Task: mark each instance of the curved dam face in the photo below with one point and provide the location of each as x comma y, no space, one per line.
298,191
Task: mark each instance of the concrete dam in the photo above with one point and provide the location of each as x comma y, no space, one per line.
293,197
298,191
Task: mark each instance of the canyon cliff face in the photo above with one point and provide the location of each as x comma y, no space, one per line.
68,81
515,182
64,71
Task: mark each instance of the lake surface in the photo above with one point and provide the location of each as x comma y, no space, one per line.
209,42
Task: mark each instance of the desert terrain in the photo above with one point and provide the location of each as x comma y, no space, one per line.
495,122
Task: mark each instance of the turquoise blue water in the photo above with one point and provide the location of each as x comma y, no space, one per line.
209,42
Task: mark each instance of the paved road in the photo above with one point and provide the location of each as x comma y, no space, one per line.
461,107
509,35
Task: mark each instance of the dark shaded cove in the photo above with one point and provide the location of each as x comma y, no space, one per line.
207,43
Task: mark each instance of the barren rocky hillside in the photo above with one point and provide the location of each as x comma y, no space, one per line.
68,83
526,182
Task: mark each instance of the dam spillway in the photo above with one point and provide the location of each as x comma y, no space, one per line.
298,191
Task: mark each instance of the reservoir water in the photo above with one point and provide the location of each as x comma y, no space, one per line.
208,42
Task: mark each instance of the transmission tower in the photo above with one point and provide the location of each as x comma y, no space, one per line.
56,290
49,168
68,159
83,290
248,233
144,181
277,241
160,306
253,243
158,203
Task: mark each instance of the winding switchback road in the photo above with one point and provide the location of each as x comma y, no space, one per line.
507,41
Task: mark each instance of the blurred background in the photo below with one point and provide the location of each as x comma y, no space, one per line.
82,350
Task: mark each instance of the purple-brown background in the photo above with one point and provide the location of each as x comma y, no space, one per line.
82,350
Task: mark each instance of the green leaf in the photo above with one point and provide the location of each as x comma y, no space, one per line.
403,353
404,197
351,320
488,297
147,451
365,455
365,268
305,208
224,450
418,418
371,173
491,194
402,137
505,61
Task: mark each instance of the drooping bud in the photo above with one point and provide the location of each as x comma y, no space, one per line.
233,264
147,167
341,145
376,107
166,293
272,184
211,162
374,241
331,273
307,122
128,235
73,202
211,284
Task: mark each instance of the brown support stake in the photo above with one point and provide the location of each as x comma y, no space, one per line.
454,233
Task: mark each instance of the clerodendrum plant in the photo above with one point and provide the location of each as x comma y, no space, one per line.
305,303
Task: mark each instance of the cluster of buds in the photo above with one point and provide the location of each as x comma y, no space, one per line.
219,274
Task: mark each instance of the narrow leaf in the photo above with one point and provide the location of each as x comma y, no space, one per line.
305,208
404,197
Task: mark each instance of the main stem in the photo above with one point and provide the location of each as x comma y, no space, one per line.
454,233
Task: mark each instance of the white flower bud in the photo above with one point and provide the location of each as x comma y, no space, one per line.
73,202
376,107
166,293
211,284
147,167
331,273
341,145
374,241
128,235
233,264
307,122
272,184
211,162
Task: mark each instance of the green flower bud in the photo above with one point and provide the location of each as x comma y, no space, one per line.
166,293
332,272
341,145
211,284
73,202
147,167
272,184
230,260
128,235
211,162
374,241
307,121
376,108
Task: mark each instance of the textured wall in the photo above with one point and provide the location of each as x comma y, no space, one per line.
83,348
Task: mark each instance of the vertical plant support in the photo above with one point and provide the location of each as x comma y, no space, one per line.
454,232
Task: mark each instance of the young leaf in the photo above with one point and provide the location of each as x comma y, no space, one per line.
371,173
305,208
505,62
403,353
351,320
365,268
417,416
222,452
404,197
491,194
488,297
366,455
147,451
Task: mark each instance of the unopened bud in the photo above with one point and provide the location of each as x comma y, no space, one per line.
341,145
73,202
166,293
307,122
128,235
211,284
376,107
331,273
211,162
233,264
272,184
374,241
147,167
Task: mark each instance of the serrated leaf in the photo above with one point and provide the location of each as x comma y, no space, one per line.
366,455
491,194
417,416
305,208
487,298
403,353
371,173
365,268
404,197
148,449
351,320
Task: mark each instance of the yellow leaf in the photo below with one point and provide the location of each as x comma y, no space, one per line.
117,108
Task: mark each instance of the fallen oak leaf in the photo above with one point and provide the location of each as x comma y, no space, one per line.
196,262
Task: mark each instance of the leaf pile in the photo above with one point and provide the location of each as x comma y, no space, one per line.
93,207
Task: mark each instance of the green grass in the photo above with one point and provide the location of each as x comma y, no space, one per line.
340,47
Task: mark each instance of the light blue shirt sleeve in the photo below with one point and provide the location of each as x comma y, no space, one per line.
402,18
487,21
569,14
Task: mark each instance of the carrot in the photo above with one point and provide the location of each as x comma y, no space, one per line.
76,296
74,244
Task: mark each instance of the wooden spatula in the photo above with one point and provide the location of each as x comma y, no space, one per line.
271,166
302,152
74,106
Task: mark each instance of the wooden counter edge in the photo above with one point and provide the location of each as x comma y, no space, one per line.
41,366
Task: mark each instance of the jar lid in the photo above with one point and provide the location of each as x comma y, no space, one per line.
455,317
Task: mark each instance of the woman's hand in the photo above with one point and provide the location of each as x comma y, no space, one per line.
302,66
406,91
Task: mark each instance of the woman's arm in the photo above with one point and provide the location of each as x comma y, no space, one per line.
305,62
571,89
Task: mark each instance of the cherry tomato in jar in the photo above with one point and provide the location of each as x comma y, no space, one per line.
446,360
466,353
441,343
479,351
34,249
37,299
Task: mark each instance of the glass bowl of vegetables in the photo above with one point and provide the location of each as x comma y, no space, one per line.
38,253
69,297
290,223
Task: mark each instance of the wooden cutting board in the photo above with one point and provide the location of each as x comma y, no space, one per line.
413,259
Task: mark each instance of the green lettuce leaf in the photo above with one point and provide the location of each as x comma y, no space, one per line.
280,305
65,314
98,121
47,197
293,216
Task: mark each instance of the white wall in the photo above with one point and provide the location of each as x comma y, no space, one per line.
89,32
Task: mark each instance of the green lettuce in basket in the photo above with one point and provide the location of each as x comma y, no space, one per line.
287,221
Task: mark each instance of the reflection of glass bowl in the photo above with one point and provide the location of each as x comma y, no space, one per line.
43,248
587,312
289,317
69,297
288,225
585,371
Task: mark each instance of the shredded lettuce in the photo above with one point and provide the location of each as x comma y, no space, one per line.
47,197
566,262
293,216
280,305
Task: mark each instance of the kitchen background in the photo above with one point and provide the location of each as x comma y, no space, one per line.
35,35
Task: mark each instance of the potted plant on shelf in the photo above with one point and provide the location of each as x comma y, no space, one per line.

— YOUR INSTRUCTIONS —
In the answer, return exactly the lines from the line containing "Task: mark each instance of the kitchen" to the end of the records above, and no others.

— ANSWER SECTION —
Task: mark each instance of the kitchen background in the photo above with one point and provide the location of each as x comma y, no space, one per line.
35,35
Task: mark each instance of the potted plant on shelf in the photo above with one point and provide the location of each as x comma y, no space, one per line.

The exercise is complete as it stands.